TASK TO COMPLETE:
Extract every line below, verbatim.

PROVIDED RECORDS:
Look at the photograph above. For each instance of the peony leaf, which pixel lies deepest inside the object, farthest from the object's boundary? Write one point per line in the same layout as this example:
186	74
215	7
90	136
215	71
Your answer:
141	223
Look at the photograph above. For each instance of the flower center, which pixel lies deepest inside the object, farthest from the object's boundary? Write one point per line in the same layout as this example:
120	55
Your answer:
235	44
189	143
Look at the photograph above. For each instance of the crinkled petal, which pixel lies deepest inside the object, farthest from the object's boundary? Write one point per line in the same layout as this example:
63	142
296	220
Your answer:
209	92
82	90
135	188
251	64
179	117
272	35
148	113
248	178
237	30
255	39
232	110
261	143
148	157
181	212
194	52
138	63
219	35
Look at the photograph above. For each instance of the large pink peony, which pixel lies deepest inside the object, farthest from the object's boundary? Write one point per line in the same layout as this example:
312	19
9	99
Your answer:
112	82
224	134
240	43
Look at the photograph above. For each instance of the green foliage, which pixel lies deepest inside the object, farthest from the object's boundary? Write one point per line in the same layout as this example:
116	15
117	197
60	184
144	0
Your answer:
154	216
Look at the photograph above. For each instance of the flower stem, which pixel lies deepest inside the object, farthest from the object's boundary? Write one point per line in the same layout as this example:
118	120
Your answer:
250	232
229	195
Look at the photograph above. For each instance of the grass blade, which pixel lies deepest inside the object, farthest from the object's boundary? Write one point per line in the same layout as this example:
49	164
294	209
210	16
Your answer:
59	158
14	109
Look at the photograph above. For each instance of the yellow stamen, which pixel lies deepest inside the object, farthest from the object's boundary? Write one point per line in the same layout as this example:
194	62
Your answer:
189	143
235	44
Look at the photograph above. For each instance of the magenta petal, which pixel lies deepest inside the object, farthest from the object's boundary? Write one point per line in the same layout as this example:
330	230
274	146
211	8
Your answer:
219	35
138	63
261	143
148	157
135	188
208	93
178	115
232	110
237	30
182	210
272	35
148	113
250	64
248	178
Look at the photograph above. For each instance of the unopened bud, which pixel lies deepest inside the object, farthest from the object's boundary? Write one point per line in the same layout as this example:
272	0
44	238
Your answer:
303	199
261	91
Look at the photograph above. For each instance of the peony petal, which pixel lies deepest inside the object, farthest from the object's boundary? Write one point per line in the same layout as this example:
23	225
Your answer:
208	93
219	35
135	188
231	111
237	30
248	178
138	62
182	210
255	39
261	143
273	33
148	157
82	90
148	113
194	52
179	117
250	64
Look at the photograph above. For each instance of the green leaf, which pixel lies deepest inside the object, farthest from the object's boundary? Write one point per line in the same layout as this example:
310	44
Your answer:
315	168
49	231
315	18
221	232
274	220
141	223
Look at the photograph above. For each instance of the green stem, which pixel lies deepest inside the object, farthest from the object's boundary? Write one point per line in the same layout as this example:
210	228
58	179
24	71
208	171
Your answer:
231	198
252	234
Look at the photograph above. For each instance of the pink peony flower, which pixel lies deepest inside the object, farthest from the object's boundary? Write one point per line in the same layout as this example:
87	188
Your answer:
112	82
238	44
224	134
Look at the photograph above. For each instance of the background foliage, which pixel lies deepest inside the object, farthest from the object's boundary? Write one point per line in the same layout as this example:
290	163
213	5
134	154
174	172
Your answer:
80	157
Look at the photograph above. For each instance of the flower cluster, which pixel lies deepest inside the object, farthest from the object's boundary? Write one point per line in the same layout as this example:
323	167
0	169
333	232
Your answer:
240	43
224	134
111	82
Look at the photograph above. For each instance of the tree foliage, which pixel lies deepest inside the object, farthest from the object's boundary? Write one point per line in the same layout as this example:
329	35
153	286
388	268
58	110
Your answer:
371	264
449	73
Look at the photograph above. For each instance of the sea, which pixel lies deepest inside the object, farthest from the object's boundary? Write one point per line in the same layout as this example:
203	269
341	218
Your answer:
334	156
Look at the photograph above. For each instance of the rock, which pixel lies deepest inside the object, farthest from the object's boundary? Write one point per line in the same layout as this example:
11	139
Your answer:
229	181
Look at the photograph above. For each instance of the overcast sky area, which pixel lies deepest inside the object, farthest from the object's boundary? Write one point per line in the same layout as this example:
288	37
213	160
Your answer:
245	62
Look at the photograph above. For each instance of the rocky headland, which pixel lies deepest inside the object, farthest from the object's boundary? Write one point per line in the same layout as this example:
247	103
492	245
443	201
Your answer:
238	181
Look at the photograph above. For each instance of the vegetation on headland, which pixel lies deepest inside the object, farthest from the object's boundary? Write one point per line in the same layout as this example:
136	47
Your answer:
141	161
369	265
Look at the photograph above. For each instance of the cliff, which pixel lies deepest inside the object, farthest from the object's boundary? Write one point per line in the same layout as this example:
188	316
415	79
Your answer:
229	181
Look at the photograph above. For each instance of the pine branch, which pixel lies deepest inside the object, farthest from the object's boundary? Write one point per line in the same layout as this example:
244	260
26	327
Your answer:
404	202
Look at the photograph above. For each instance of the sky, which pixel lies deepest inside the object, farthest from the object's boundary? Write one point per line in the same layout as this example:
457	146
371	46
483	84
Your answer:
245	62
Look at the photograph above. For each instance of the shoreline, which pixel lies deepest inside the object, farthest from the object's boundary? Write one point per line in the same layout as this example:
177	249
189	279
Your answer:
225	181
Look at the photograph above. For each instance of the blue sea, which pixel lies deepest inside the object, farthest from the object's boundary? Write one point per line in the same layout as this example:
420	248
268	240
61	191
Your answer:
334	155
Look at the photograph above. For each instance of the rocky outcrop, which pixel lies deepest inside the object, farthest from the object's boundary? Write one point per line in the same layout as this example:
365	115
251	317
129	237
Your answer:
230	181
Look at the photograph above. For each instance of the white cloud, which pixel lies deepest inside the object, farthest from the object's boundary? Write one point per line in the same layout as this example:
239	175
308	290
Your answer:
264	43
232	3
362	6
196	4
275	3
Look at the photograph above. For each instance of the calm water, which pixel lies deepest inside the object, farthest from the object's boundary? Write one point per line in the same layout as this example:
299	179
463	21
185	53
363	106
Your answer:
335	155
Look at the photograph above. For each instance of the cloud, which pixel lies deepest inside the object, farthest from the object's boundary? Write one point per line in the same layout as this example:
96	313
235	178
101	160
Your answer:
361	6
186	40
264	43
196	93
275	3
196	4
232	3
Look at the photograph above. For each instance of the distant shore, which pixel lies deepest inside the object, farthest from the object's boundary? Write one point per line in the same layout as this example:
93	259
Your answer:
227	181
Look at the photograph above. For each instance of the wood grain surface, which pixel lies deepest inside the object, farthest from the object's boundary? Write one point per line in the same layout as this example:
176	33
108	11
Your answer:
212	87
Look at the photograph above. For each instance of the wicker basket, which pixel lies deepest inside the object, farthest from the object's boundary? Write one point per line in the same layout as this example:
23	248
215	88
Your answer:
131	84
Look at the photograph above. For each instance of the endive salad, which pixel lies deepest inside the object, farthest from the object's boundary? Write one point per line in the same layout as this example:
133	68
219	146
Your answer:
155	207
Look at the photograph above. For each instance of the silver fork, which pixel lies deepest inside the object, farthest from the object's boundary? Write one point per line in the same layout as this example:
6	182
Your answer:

ANSWER TO THE EXERCISE:
Look at the photograph above. For each instance of the peony leaf, which pixel lies deepest inside the object, farthest from the object's boundary? Write one point per line in the same layout as this example:
186	74
215	7
90	136
215	71
Your answer:
141	223
Look at the photograph above. For each instance of the flower center, which pixel lies deepest inside the object, farthest from the object's boundary? Write one point per line in the same layout as this example:
120	55
Your answer:
235	44
189	143
Look at the photograph above. For each instance of the crinkled petal, which pixel lies deepest inside the object, farthest from the object's boundary? Write one point per line in the same layout as this example:
63	142
296	220
Your answer:
209	92
82	90
135	188
251	64
179	117
272	35
148	113
248	178
237	30
255	39
232	110
261	143
148	157
181	212
194	52
138	63
219	35
Look at the photograph above. For each instance of the large pink peony, which pixel lies deepest inside the object, farthest from the object's boundary? Write one point per line in the same layout as this example:
312	19
9	99
Your answer:
112	82
224	134
240	43
Look at the photograph above. For each instance of the green foliage, which pixel lies deepest inside the object, farthest from the object's boundary? Write one point per line in the same layout as this example:
116	15
117	197
60	184
144	0
Your answer:
154	216
Look at the photograph above. For each instance of the flower stem, which pixel lies deepest inside the object, farthest from the object's boundary? Write one point per line in the same layout as this example:
118	120
Your answer:
250	232
229	195
Look at the photograph above. For each instance of the grass blade, which pixel lies deepest inside the object, farthest from the object's boundary? Write one point per line in the same layout as this example:
49	164
294	209
210	16
Your answer:
59	158
14	109
Look at the photograph above. For each instance of the yellow stamen, which pixel lies deepest inside the object, farthest from the object's boundary? Write one point per line in the same layout as this example:
194	62
Your answer:
189	143
235	44
Look at the photograph above. For each instance of the magenta petal, which pixel lies deepest inside the object, farthest from the object's boundary? Write one point per line in the same layout as this example:
330	230
274	146
211	8
Your answer:
219	35
138	63
261	143
148	157
135	188
208	93
178	115
232	110
237	30
182	210
272	35
148	113
250	64
248	178
Look at the photograph above. For each instance of the unopened bud, which pixel lies deepest inside the object, farthest from the object's boundary? Write one point per line in the same layout as this example:
272	0
44	238
Your answer:
303	199
261	91
Look at the photograph above. For each instance of the peony petal, which pixel lies deepest inside the object, farthest from the object's boundary? Write one point per line in the same layout as this example:
23	225
Your answer:
208	93
219	35
135	188
231	111
237	30
248	178
138	62
182	210
255	39
261	143
273	33
148	157
82	90
148	113
194	52
179	117
250	64
Look at the photograph above. For each instance of the green leaf, which pixel lies deepest inside the object, farthest from the object's boundary? Write one point per line in the same layout as this example:
310	44
Your answer:
315	168
49	231
315	18
221	232
274	220
141	223
Look at the photograph above. For each instance of the green stem, which pixel lies deepest inside the object, farthest from the object's boundary? Write one point per line in the same layout as this example:
210	228
58	179
24	71
208	171
Your answer:
231	198
252	234
Look at the photograph above. For each instance of the pink peony flower, which pixel lies deepest inside the object, farthest from the object's boundary? Write one point per line in the same layout as this example:
87	188
Your answer:
112	82
238	44
224	134
Look at the photograph above. For each instance of the background foliage, which pixel lies deepest inside the object, farthest from the object's boundary? Write one point per line in the same layout as this example:
290	163
213	5
134	154
174	172
Your answer:
80	157
Look at the photograph above. For each instance of the flower cluster, which pixel lies deepest inside the object, farthest from the object's boundary? Write one point per line in the same layout as this example:
323	167
0	169
333	232
Your answer:
240	43
224	134
111	82
Look at the photograph above. For each instance of the tree foliage, which pixel lies deepest inside the object, farthest from the object's boundary? Write one point per line in the same layout as this example:
329	35
153	286
388	268
58	110
Your answer:
371	264
449	73
Look at the photograph above. For each instance of the sea, which pixel lies deepest inside the object, farthest from the object's boundary? Write one point per line in the same layout as this example:
203	269
341	218
Your answer:
334	156
Look at the photograph above. For each instance of the rock, which pixel lies deepest inside the object, farthest from the object's boundary? Write one point per line in the same layout as this example:
11	139
Your answer:
229	181
Look at the photograph above. For each instance of the overcast sky area, which pixel lies deepest inside the object, farthest from the object's boundary? Write one point per line in the same layout as this example:
288	37
213	160
Your answer:
245	62
Look at the photograph above. For each instance of the rocky headland, which pixel lies deepest inside the object, farthest from the object's boundary? Write one point per line in the same layout as this example:
247	103
492	245
443	201
Your answer:
238	181
Look at the photograph above. For each instance of the vegetation on headland, which pixel lies deepest inside the object, farthest from the object's boundary? Write one point per line in the same layout as this example:
136	47
Your answer:
141	161
369	265
Look at the photograph above. For each instance of the cliff, which pixel lies deepest inside the object, farthest from the object's boundary? Write one point per line in the same layout as this example:
188	316
415	79
Your answer:
229	181
Look at the photograph above. For each instance of the pine branch, which pixel lies deepest inside the object, farthest from the object's boundary? Write one point per line in the same layout as this example:
244	260
26	327
Your answer:
404	202
Look at the photograph above. For each instance of the sky, which pixel lies deepest inside the object, farthest from the object's boundary? Write one point per line in the same layout as this example:
457	146
371	46
483	84
Your answer:
245	62
Look at the photograph above. For each instance of the shoreline, which pixel lies deepest inside the object, farthest from the object's boundary? Write one point per line in the same layout as this example:
177	249
189	279
Your answer:
225	181
Look at the photograph above. For each instance of the blue sea, which pixel lies deepest inside the object, farthest from the object's boundary? Write one point per line in the same layout as this example:
420	248
268	240
61	191
Your answer:
334	155
Look at the photograph above. For each instance of the rocky outcrop, which pixel lies deepest inside the object, farthest from the object's boundary? Write one point per line in the same layout as this example:
365	115
251	317
129	237
Your answer:
230	181
Look at the photograph above. For each instance of the white cloud, which pixel lies deepest inside the object, farthest from the object's boundary? Write one point per line in the same layout as this example:
239	175
308	290
Your answer:
264	43
232	3
362	6
196	4
275	3
Look at the photograph above. For each instance of the calm water, which pixel lies deepest inside the object, farthest from the object's boundary? Write one point per line in the same layout as this example:
299	179
463	21
185	53
363	106
Your answer:
335	155
Look at the photograph above. For each instance of the cloud, which pixel lies deepest inside the object, farthest from the object's boundary? Write one point per line in the same layout as this example:
96	313
235	178
101	160
Your answer:
361	6
186	40
264	43
196	93
275	3
196	4
232	3
Look at the photograph above. For each instance of the distant shore, which pixel lies deepest inside the object, farthest from the object's boundary? Write one point per line in the same layout as this example:
93	259
Your answer:
227	181
Look at the photograph above. For each instance of the wood grain surface, which pixel lies deepest inside the object, farthest from the object's boundary? Write one point per line in the same layout as this example:
176	33
108	11
Your answer:
212	87
Look at the photograph above. For each instance of the wicker basket, which pixel lies deepest inside the object, farthest from the object's boundary? Write one point per line in the same layout as this example:
23	248
215	88
Your answer:
131	84
Look at the photograph above. For each instance of the endive salad, which pixel lies deepest inside the object, farthest from the object's boundary? Write one point per line in the same layout as this example:
133	68
219	146
Your answer:
155	207
Look at the photograph above. For each instance of the silver fork, which pixel lies deepest inside the object, farthest from the object's boundary? Write one point per line in the same layout as this example:
6	182
Your answer:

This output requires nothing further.